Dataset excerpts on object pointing
>>

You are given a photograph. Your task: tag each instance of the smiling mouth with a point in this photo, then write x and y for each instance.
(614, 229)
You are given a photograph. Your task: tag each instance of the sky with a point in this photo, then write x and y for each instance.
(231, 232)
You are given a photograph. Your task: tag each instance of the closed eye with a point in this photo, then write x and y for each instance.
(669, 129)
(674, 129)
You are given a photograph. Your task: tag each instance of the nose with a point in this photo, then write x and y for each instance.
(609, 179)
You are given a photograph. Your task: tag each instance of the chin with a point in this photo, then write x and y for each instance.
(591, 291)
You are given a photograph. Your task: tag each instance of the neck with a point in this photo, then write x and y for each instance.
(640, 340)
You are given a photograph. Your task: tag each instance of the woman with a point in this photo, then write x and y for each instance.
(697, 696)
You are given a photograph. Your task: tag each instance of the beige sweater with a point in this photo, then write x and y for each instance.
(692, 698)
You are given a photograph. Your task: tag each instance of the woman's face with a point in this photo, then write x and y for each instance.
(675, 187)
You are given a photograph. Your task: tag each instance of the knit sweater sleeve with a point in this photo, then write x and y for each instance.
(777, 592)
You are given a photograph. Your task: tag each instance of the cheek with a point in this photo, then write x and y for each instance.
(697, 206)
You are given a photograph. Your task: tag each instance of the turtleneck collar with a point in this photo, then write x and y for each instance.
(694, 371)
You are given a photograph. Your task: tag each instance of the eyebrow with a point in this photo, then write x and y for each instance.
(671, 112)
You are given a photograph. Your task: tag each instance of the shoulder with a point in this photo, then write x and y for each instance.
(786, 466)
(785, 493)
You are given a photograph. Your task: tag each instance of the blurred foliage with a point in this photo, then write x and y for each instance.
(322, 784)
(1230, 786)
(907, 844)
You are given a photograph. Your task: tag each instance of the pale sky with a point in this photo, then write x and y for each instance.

<<

■ Job
Send back exactly the lines from the line with "of the woman's" through the end of the records.

■ Correct answer
You are given a photograph. Your task: tag each instance of the woman's face with a point in this photo, then write x and y for each instance.
(675, 187)
You are given a photograph. Your task: tag each instance of the knit sweater sleeve with a point in this photo, then write x and y for each instance.
(777, 592)
You are given a photograph. Your task: tag each instance of the cheek with a point in this photo, then write x and y for each instance.
(697, 206)
You are given a photograph. Your task: tag each instance of the turtleneck collar with a point in this photo, then write x and y for each instance.
(694, 371)
You are given a photograph. Your task: tag each instance of the eyebrow with a point in this photo, then write x and y for each instance.
(671, 112)
You are given a photograph. Your task: tag each instance of the shoulder with a point in this photo, then write x and y for each instance.
(786, 466)
(785, 493)
You are given a photograph. Your task: tag each instance of the blurred foliage with a point in this photo, then write x and y for each instance.
(322, 784)
(1230, 786)
(907, 844)
You are given a photograph. Your task: tag each instance of the pale sky with a point in this photo, then write x and y for each instance.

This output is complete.